What is needed: Render the material below as a JSON list of strings with one string per line, skipping blank lines and leaving out the pictures.

----- Exercise material

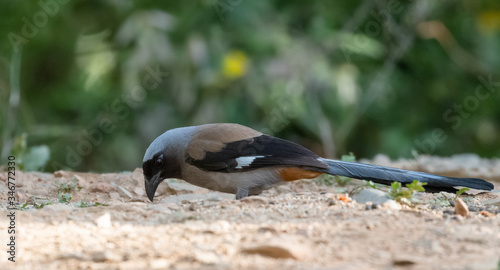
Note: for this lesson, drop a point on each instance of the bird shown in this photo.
(236, 159)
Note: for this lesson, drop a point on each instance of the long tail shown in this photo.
(386, 175)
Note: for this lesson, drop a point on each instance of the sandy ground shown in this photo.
(301, 225)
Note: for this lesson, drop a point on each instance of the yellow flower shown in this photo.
(234, 64)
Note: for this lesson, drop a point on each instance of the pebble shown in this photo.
(104, 221)
(448, 212)
(105, 256)
(281, 248)
(371, 195)
(461, 208)
(391, 204)
(487, 214)
(254, 200)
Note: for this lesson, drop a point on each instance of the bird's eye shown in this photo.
(159, 163)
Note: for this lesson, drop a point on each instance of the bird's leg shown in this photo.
(241, 193)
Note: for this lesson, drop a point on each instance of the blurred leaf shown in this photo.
(36, 158)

----------

Response:
[
  "Note: for this lesson, drop a point on each instance of the bird shown in this photo.",
  "(236, 159)",
  "Note: for this lesson, drop a point on each instance of the long tail shown in this photo.",
  "(386, 175)",
  "Note: for this lesson, drop a point on each instance of the sandy ground shown in this photo.",
  "(301, 225)",
  "Note: for this lesson, drop a point on each instance of the yellow flower shown in this photo.",
  "(234, 64)",
  "Note: for this lesson, drop a point on each instance of the pebble shown in this photo.",
  "(104, 221)",
  "(448, 212)",
  "(105, 256)",
  "(281, 248)",
  "(371, 195)",
  "(461, 208)",
  "(391, 204)",
  "(487, 214)",
  "(254, 200)",
  "Note: for this lesson, drop a point on each instance of the bird's eye shown in this photo.",
  "(159, 163)",
  "Note: for this lesson, drop a point on each instance of the bird's leg shown in this photo.",
  "(241, 193)",
  "Note: for this lesson, drop a point on each instance of the blurred leaf shown in this photo.",
  "(36, 158)"
]